**Supplied passage:**
####
Apparently the U.S. cable companies have modeled themselves on their sister companies in Great Britain. For those of you who appreciate fine wordsmithing, this is an actual British complaint letter. he piece suggests at least three things: 1) Americans and Canadians are not the only ones who get poor service from their ISP, cable and/or alarm companies. (NTL is a cable operator in Britain). 2) The Brit's probably write the world's best letters of complaint. 3) This gentleman is really pissed!

"Dear Cretins:

I have been an NTL customer since 9th July 2001, when I signed up for your four-in-one deal for cable TV, cable modem, telephone, and alarm monitoring. During this three-month period I have encountered inadequacy of service which I had not previously considered possible, as well as ignorance and stupidity of monolithic proportions. Please allow me to provide specific details, so that you can either pursue your professional prerogative and seek to rectify these difficulties or more likely (I suspect) so that you can have some entertaining reading material as you while away the working day smoking B&H and drinking vendor-coffee on the bog in your office.

My initial installation was canceled without warning, resulting in my spending an entire Saturday sitting on my fat arse waiting for your technician to arrive. When he did not arrive, I spent a further 57 minutes listening to your infuriating hold music, and the even more annoying Scottish robot woman telling me to look at your helpful website.
####
**Data rows:**

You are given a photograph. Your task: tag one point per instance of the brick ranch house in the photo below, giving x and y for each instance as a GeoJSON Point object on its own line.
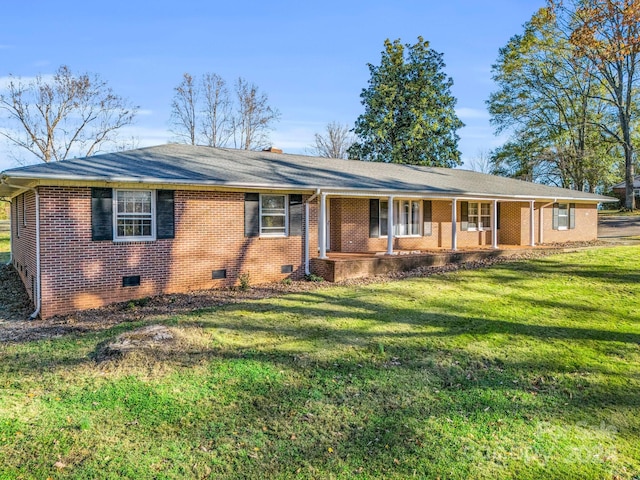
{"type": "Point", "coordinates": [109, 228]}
####
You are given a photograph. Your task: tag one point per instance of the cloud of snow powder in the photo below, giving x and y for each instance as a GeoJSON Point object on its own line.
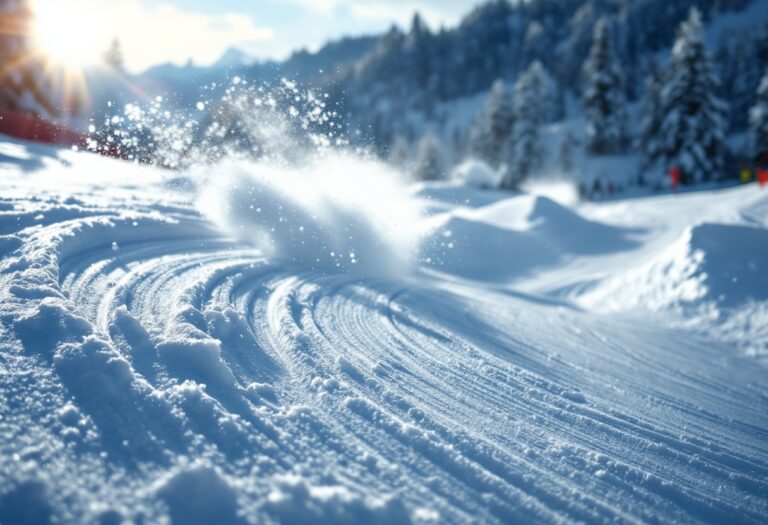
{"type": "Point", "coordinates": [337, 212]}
####
**Work instructions:**
- 1) Write out the part of the NTL complaint letter from "Apparently the U.S." to "is really pissed!".
- 2) Answer these questions from the NTL complaint letter.
(a) On what date did the writer become an NTL customer?
(b) For how many minutes did the writer listen to hold music after the technician failed to arrive?
(c) According to the introduction, what kind of company is NTL?
The rows are separate material from the text.

**Answers to the exercises:**
- 1)
Apparently the U.S. cable companies have modeled themselves on their sister companies in Great Britain. For those of you who appreciate fine wordsmithing, this is an actual British complaint letter. he piece suggests at least three things: 1) Americans and Canadians are not the only ones who get poor service from their ISP, cable and/or alarm companies. (NTL is a cable operator in Britain). 2) The Brit's probably write the world's best letters of complaint. 3) This gentleman is really pissed!

- 2)
(a) 9th July 2001
(b) 57 minutes
(c) A cable operator in Britain